My solution was simple, I just bought CD burner and backed up my pics to CD. Cool. But the 750MB quickly became my limiting factor, well, that and my burner took over an hour to burn a whole CD. :< Then I learned about the sullied world of CD disks, quality, lifetime, archivability, and other things that affect how much I rely on those shiny little disks to back up my precious snapshots in time.
 
DVDs to the rescue right?! Well, my burn time dropped to a minute or two, COOL! But I still had the archival problems associated with disks. Huh? Ya, the term “archival” in terms of disks/CDs/DVDs references how good they are at being able to read the data off them when you REALLY need it. Like after a HD crash. Some cheap disks are very, VERY weak, like 2yrs. 
  
Now, don’t get me wrong, I’m not saying ALL your CDs/DVDs are dead after two years. And there is a lot that goes into determining how log your disks will last. It’s just that the likelihood of getting the data/pictures/source code off those disks after two years drops dramatically as they age.

※

*PROBLEM TO SOLVE*: Reproduce the portion of the passage on backing up pictures to CDs and DVDs between "Now, don’t get" and "as they age.", inclusive.

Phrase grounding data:
※

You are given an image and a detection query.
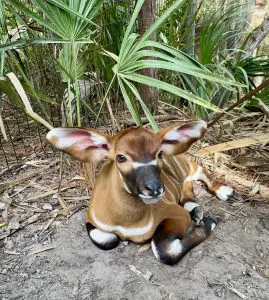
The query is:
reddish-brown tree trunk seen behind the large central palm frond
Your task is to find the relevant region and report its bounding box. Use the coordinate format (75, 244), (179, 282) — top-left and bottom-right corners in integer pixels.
(138, 0), (158, 113)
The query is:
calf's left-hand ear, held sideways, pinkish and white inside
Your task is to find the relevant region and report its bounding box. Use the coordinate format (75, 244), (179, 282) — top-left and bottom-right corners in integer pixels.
(46, 128), (110, 162)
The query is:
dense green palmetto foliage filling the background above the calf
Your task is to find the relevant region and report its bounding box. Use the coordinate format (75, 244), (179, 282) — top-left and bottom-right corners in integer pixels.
(0, 0), (268, 130)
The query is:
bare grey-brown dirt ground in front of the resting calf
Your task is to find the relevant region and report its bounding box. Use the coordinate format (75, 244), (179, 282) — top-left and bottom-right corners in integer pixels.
(0, 177), (269, 300)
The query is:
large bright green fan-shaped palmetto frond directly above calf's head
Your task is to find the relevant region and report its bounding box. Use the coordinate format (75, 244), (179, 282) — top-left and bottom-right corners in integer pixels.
(103, 0), (243, 130)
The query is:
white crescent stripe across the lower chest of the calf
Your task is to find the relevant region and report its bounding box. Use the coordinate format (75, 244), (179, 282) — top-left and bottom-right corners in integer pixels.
(92, 213), (153, 237)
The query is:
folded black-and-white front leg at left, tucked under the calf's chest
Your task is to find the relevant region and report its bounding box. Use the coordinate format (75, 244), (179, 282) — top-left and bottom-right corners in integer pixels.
(86, 222), (120, 250)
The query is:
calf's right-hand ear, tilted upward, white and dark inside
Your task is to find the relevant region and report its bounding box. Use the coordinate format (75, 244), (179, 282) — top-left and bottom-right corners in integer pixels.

※

*RESPONSE*:
Now, don’t get me wrong, I’m not saying ALL your CDs/DVDs are dead after two years. And there is a lot that goes into determining how log your disks will last. It’s just that the likelihood of getting the data/pictures/source code off those disks after two years drops dramatically as they age.